(TASK DESCRIPTION):
Reproduce every row below word for word, line by line. Leave the pictures out of your copy.

(DATASET EXCERPTS):
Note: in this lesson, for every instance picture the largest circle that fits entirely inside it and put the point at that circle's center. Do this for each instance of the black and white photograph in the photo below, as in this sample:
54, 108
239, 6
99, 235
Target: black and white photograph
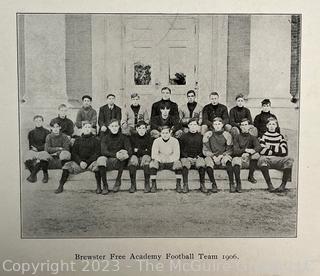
137, 125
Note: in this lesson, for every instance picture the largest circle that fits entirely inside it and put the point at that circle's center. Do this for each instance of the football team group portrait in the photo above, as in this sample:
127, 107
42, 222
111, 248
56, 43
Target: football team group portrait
158, 125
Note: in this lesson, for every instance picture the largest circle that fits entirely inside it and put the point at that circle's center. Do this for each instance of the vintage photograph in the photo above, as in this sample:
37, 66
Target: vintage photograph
158, 125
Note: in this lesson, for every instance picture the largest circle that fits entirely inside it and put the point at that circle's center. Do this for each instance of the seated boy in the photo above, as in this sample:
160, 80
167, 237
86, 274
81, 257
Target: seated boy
115, 152
260, 121
165, 155
274, 155
141, 143
86, 114
191, 155
37, 158
85, 151
246, 150
217, 147
238, 113
165, 119
133, 114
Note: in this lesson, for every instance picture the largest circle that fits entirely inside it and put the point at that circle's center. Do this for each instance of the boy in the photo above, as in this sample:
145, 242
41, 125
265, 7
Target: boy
133, 114
246, 150
238, 113
37, 158
66, 124
213, 110
260, 121
85, 151
115, 151
166, 94
217, 147
165, 119
165, 154
107, 113
86, 114
141, 143
190, 110
191, 155
274, 155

(PROBLEM SOLUTION):
Note: in this lesson, for every instance picture the largest circle that fits entirely inside it and put the point at that circle's center. Do this for each instance of the black and white photograph in the photo below, as in this sample:
54, 108
239, 6
99, 235
Target: black and white photograph
137, 125
Note: in this lesson, for every instance picture the largest circle that fits entirely inside it and put the point at that circle's center. Do this for each instance of the football team group portrait in the photo above, as in this sample:
127, 107
42, 222
111, 248
56, 43
Target: football team group portrait
158, 125
Note: in this lesson, for every instance picture the largest circle that fits entirely inside it and put the point at that circle's center. Do this for each instance of the vintage photograph in the photo above, as in this sample:
37, 66
Target: vintage photograph
158, 125
Note: in this lesson, for every instance picture the largest circle that fits entirely inside it and put the point at that circle's center. Do this for each instance of the seated boy in the photo above, as in this sample:
160, 80
167, 237
86, 274
81, 257
Target: seated boy
115, 152
260, 121
165, 155
274, 155
141, 143
86, 114
191, 155
37, 158
85, 151
246, 150
217, 147
238, 113
165, 119
133, 114
Note: in this lesson, for every instance picture the largest circle that fits entirely inside it and put the point at that circle's center. Do this for each instance of the boy in the photo above, as in this sample:
145, 242
41, 125
265, 7
Target: boy
133, 114
246, 150
238, 113
37, 158
66, 124
213, 110
260, 121
85, 151
115, 151
166, 94
217, 147
165, 119
165, 154
107, 113
86, 114
141, 143
190, 110
191, 155
274, 155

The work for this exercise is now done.